▶ _Job_
Below are some records: retype them all exactly, but not the pictures.

▶ _Data extracted from a collection_
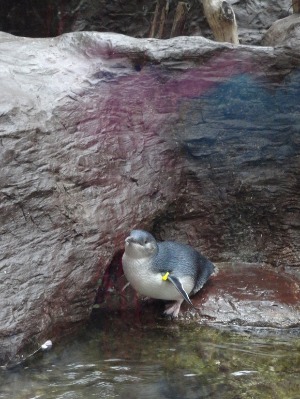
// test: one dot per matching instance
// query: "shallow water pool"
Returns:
(117, 356)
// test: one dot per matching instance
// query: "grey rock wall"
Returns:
(101, 133)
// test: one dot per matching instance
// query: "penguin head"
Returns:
(140, 244)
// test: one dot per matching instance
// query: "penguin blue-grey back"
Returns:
(164, 270)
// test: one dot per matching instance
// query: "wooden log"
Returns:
(179, 19)
(296, 6)
(221, 19)
(158, 22)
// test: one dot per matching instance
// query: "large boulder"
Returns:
(284, 32)
(100, 133)
(54, 17)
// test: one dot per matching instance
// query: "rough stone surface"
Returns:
(239, 294)
(284, 32)
(54, 17)
(101, 133)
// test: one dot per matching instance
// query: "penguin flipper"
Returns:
(177, 284)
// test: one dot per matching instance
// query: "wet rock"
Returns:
(284, 32)
(250, 295)
(54, 17)
(101, 133)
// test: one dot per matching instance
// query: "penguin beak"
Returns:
(128, 240)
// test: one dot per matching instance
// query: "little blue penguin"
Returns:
(164, 270)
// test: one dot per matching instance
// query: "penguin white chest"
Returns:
(149, 283)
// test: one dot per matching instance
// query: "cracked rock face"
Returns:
(101, 133)
(132, 18)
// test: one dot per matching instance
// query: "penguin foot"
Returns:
(174, 309)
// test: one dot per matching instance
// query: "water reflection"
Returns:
(117, 358)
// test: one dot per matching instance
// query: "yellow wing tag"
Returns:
(165, 276)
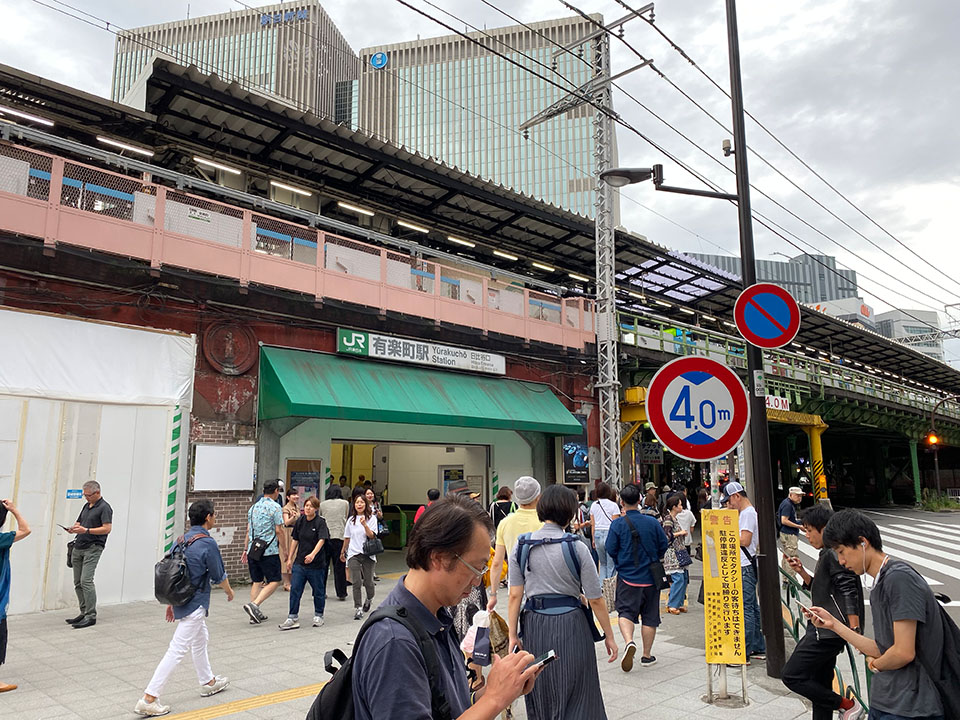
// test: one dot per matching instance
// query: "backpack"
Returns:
(335, 700)
(171, 578)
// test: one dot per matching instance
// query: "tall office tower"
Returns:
(809, 278)
(290, 51)
(460, 103)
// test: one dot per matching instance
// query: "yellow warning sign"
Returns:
(723, 588)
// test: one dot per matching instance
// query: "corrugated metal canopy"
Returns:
(189, 112)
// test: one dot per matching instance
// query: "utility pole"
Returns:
(759, 457)
(597, 91)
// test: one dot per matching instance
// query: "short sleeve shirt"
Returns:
(748, 521)
(515, 525)
(901, 594)
(263, 518)
(789, 511)
(92, 517)
(308, 533)
(205, 565)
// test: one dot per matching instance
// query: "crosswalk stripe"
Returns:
(808, 550)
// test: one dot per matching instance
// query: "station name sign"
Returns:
(386, 347)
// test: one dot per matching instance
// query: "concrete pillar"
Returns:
(915, 467)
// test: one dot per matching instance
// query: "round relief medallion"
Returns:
(231, 348)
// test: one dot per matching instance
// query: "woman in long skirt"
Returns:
(552, 617)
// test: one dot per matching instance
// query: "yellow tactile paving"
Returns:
(238, 706)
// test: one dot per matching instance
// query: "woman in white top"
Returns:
(334, 511)
(360, 526)
(603, 512)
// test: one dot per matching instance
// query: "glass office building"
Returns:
(289, 51)
(460, 103)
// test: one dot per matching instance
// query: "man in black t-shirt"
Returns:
(91, 528)
(309, 563)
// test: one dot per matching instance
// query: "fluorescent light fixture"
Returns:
(411, 226)
(218, 166)
(25, 116)
(290, 188)
(354, 208)
(124, 146)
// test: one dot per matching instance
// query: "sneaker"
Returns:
(855, 712)
(154, 709)
(254, 612)
(219, 684)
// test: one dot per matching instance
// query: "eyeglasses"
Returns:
(478, 573)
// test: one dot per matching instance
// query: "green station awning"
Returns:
(297, 383)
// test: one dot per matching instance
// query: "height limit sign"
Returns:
(698, 408)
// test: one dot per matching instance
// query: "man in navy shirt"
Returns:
(638, 599)
(447, 554)
(205, 566)
(6, 540)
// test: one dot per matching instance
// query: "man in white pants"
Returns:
(205, 566)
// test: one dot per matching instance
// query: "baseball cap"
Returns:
(526, 489)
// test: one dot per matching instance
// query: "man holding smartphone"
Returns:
(809, 671)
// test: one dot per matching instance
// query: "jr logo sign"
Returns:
(353, 342)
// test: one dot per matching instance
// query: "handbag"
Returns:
(372, 546)
(661, 580)
(610, 593)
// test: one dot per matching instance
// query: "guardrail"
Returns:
(665, 336)
(791, 594)
(63, 201)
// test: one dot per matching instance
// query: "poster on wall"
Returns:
(574, 454)
(306, 476)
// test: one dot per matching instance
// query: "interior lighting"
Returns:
(290, 188)
(25, 116)
(218, 166)
(354, 208)
(411, 226)
(124, 146)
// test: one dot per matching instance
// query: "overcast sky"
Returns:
(864, 91)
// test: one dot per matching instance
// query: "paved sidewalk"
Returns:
(99, 672)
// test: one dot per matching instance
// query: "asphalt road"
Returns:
(930, 542)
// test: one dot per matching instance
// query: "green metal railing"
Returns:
(782, 368)
(792, 594)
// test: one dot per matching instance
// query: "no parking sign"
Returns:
(698, 408)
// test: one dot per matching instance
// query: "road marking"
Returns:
(257, 701)
(912, 519)
(808, 550)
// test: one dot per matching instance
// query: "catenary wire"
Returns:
(783, 145)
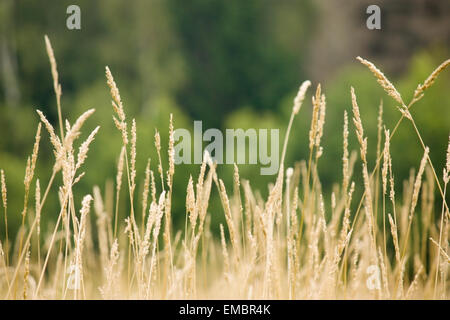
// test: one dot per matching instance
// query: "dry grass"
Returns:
(288, 246)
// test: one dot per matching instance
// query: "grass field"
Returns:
(391, 243)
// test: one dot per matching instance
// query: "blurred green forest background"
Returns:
(231, 64)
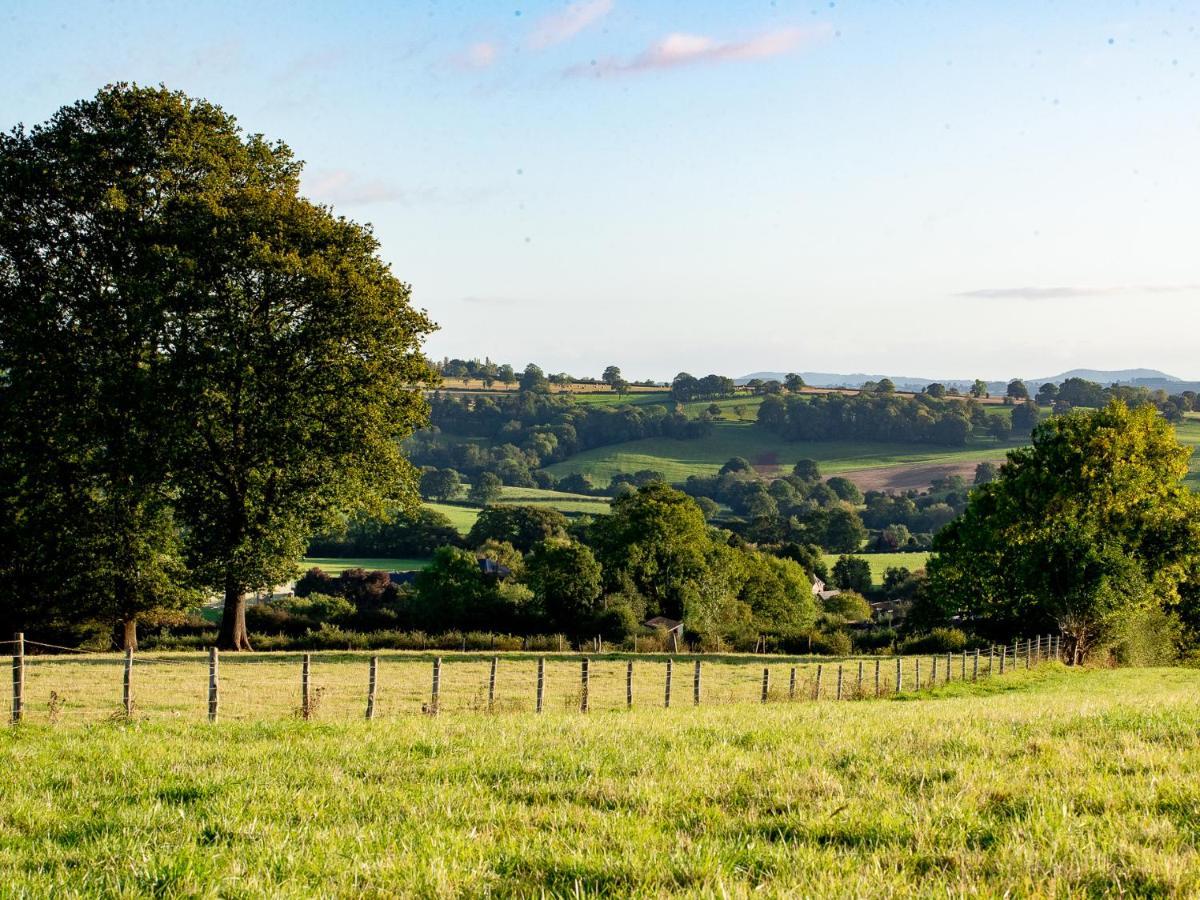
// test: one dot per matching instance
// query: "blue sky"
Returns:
(929, 189)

▶ _Written solution_
// test: one dot per matching instance
// query: "shallow water pool"
Returns:
(117, 356)
// test: one dot per matching instance
// query: "grey rock wall"
Returns:
(101, 133)
// test: one dot per matching instance
// query: "penguin head"
Returns:
(140, 244)
// test: one dot per matching instance
// query: "penguin blue-grey back"
Returns:
(164, 270)
// test: one dot per matching instance
// query: "wooden log"
Returns:
(179, 19)
(296, 6)
(221, 19)
(158, 22)
// test: one dot per matching instance
// query: "large boulder"
Returns:
(284, 32)
(100, 133)
(54, 17)
// test: one dot per matching instance
// query: "rough stone surface"
Returns:
(239, 294)
(284, 32)
(54, 17)
(101, 133)
// test: one dot per matching instance
// query: "penguin flipper"
Returns:
(177, 284)
// test: one dot per matching instance
// query: "wet rock"
Returns:
(284, 32)
(250, 295)
(54, 17)
(101, 133)
// test: one dot per matching instance
// query: "penguin beak"
Returns:
(128, 240)
// test: one dot per matching instance
// query: "little blue penguin"
Returns:
(164, 270)
// test: one dot per matching instance
// query: "penguin white chest"
Returns:
(149, 283)
// test: one dot per matching instance
// query: "cracked rock face"
Returns:
(101, 133)
(132, 18)
// test: one dot per matching instance
// query: "penguin foot"
Returns:
(174, 309)
// test: one dot per matching instance
// query: "water reflection"
Returns:
(117, 358)
// test: one dot per matching instance
// query: "yellow wing tag"
Returns:
(165, 276)
// test: one dot per matching instance
// query: "backpack"
Returns:
(335, 700)
(171, 578)
// test: one dot per matching instance
// query: "tall office tower"
Returns:
(809, 278)
(290, 51)
(460, 103)
// test: one dot per matching instance
// query: "yellow warning sign"
Returns:
(723, 588)
// test: one dot per matching instance
// query: "corrugated metal canopy"
Returns:
(189, 112)
// test: one dot per matching instance
// query: "utility pole"
Returns:
(759, 457)
(597, 91)
// test: one dot per matching instance
// query: "short sleeve shirt"
Returns:
(748, 521)
(515, 525)
(901, 594)
(263, 518)
(789, 511)
(92, 517)
(308, 533)
(205, 565)
// test: one dot per matching instance
// query: "crosswalk stripe"
Returns:
(808, 550)
// test: one dot per matching instance
// query: "station name sign"
Returns:
(386, 347)
// test: one dot per matching instance
// query: "concrete pillar"
Returns:
(915, 467)
// test: one dot per matching instance
// query: "round relief medallion"
Returns:
(231, 348)
// test: one dot per matching instance
// query: "woman in long skirt"
Returns:
(552, 617)
// test: one dot per matching instance
// query: "yellow tactile paving"
Returns:
(238, 706)
// test: one dot per matching instance
// query: "woman in white top"
Returns:
(334, 511)
(360, 526)
(603, 512)
// test: one dot per matching instance
// query: "glass office building"
Returns:
(289, 51)
(460, 103)
// test: one dot per matching instance
// query: "man in black t-shirt"
Returns:
(91, 528)
(309, 563)
// test: one dot per matching instance
// query: "fluorescent light fixture"
Returns:
(411, 226)
(218, 166)
(25, 116)
(290, 188)
(354, 208)
(124, 146)
// test: one dot per matching instance
// query: "sneaker"
Returns:
(855, 712)
(154, 709)
(254, 612)
(219, 684)
// test: one dot per matching instance
// query: "eyeglasses"
Returns:
(478, 573)
// test: one dot per matching instance
// query: "green station awning"
Returns:
(297, 383)
// test: one dot per matching instance
// query: "height limit sign"
Returns:
(698, 408)
// test: one dot per matching instance
// query: "man in navy shirt"
Returns:
(638, 599)
(447, 554)
(205, 566)
(6, 540)
// test: one dot per matching instance
// query: "man in white pants"
Returns:
(205, 566)
// test: one dot per matching instance
// query: "baseball cap"
Returns:
(526, 489)
// test: one dot per matching instance
// query: "man holding smartphone"
Returns:
(809, 671)
// test: one dot per matching instance
// query: "jr logo sign"
Returns:
(353, 342)
// test: one dot per matching instance
// query: "handbag"
Returns:
(372, 546)
(661, 580)
(610, 593)
// test: one dot per matching instance
// query: "guardrail"
Returns:
(665, 336)
(791, 594)
(63, 201)
// test: one dot per matching instance
// query: "poster on wall"
Returns:
(574, 454)
(306, 476)
// test: one dot per matching instance
// query: "interior lighting"
Returns:
(290, 188)
(25, 116)
(218, 166)
(354, 208)
(411, 226)
(124, 146)
// test: one dot per matching instance
// query: "overcast sky"
Returns:
(864, 91)
// test: one dot per matching instance
// query: "paved sidewalk"
Returns:
(99, 672)
// test: one dot per matching instance
// query: "asphalt road"
Returns:
(930, 542)
// test: one dot per matching instance
// query: "green metal railing"
Returns:
(782, 368)
(792, 594)
// test: one dot per matching instance
// query: "no parking sign"
Returns:
(698, 408)
// test: one dot per matching instance
// query: "road marking"
Returns:
(257, 701)
(912, 519)
(808, 550)
// test: one dot per matching instance
// query: "catenary wire"
Returns:
(783, 145)
// test: one dot per matching instance
// query: "dry grass"
Returns:
(288, 246)
// test: one dot per matching instance
// query: "grass field"
Returns:
(391, 243)
// test: one dot per matching instance
// query: "blurred green forest background"
Returns:
(231, 64)
// test: one dot per matching instance
// query: "blue sky"
Returns:
(929, 189)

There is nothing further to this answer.